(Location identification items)
▼▼▼

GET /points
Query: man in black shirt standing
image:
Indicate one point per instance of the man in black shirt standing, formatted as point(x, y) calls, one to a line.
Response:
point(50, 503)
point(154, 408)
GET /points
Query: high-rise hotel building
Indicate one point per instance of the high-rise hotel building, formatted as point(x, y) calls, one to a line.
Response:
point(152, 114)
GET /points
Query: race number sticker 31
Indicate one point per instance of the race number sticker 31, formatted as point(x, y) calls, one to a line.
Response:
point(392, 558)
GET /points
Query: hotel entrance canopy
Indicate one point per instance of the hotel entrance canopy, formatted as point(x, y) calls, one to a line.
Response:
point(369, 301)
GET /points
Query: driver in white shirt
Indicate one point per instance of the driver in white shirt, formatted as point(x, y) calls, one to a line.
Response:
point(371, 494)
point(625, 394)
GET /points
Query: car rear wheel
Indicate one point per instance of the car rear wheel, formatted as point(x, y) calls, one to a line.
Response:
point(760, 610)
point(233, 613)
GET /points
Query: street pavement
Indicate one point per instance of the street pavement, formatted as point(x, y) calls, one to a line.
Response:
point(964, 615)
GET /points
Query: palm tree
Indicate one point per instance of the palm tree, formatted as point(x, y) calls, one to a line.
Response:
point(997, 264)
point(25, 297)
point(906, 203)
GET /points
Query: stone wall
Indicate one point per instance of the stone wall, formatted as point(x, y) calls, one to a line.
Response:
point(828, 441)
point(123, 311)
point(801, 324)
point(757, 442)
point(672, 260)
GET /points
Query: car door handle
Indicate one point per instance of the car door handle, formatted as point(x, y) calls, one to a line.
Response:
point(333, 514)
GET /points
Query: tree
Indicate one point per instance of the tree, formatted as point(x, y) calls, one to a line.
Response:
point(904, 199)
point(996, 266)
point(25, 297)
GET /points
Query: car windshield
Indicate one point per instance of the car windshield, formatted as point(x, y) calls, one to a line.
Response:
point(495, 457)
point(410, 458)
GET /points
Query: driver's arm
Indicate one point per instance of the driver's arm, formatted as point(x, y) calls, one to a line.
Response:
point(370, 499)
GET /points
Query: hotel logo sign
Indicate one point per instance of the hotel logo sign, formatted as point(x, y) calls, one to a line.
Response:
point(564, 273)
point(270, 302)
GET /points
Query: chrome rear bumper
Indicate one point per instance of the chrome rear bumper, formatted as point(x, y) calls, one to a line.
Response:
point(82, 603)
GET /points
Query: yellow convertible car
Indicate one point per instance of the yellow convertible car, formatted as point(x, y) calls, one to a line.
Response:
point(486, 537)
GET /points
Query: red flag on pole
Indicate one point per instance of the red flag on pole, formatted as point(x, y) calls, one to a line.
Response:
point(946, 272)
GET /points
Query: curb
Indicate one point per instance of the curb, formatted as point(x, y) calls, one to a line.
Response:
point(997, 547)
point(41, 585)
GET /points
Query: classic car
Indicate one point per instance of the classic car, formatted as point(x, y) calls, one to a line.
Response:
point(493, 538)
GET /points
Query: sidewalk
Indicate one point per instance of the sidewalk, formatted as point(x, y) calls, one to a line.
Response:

▲▲▲

Reproduce every item above verbatim, from the first through the last.

Final result:
GET /points
Query: man in black shirt standing
image:
Indicate one point per instance of the man in black shirt standing, formatted as point(x, y) calls, one to a line.
Response:
point(50, 503)
point(154, 408)
GET /points
Query: high-rise hotel building
Indicate one point per instance of the high-rise hotel building, formatted as point(x, y) calls, one to a line.
Response:
point(152, 114)
GET /points
Query: race number sticker 31
Indicate one point per instance of the race number sticker 31, formatted as point(x, y) calls, one to a line.
Response:
point(392, 558)
GET /points
Query: hotel entrance canopy
Indicate one point per instance of the hotel entrance canopy, formatted as point(x, y) calls, one to a line.
Response:
point(369, 301)
GET /points
Query: driver in white shirt
Indicate one point per instance of the driver in white shirt, formatted as point(x, y) calls, one to a line.
Response:
point(371, 494)
point(625, 394)
GET /points
Query: car rear wheel
Indicate one point per instance of the car rear wheel, formatted as point(x, y) calls, one to a line.
Response:
point(760, 610)
point(233, 613)
GET /points
Query: street pavement
Indicate one point per instance of the street pavement, formatted as point(x, y) calls, one to a line.
Response:
point(964, 615)
GET /points
Query: palm tree
Indicate one point per instance of the palm tree, formatted as point(x, y) calls, one to a line.
Response:
point(997, 264)
point(25, 297)
point(906, 203)
GET /points
Query: stone wall
Indicate one point per instance of the stone wall, formatted as point(x, y) calls, one to a line.
Response:
point(828, 441)
point(123, 311)
point(801, 324)
point(757, 442)
point(672, 260)
GET /points
Query: car door handle
Indicate one point per instance of the car door handle, formatted as point(x, y) calls, one to a line.
Response:
point(333, 514)
GET /points
Query: tree
Indicate one point per instance of the tree, formatted as point(x, y) calls, one to a line.
Response:
point(904, 199)
point(996, 266)
point(25, 297)
GET /points
Query: car windshield
Indicate one point per instance of the car windshield, formatted as point(x, y) calls, one to a line.
Response:
point(495, 457)
point(410, 458)
GET /points
Query: driver's arm
Indicate one point per instance of the driver's arm, formatted as point(x, y) calls, one to a line.
Response:
point(370, 499)
GET /points
Query: hotel logo sign
Indicate one point per instance of the hotel logo sign, formatted as point(x, y) calls, one to a line.
Response:
point(564, 273)
point(270, 302)
GET /points
Query: chrome rear bumper
Indicate one point per instance of the chrome rear bumper, formatted as point(x, y) calls, one to a line.
Response:
point(82, 603)
GET /points
Query: yellow convertible car
Indicate one point per instance of the yellow convertible car, formatted as point(x, y) calls, one to a line.
Response:
point(486, 537)
GET /points
Query: red flag on pole
Indicate one point per instance of the red flag on pole, formatted as point(x, y) calls, one to a line.
Response:
point(946, 272)
GET /points
Query: curb
Indicate one point per instance of the curb, formatted as point(x, y) calls, one to a line.
Response:
point(997, 547)
point(41, 585)
GET /points
Query: classic car
Indicate one point per instance of the classic car, formatted as point(x, y) calls, one to a line.
Response:
point(493, 538)
GET /points
Query: sidewalk
Indicate one point per instance of the sidewalk, formatted as point(x, y) calls, one to a line.
Response:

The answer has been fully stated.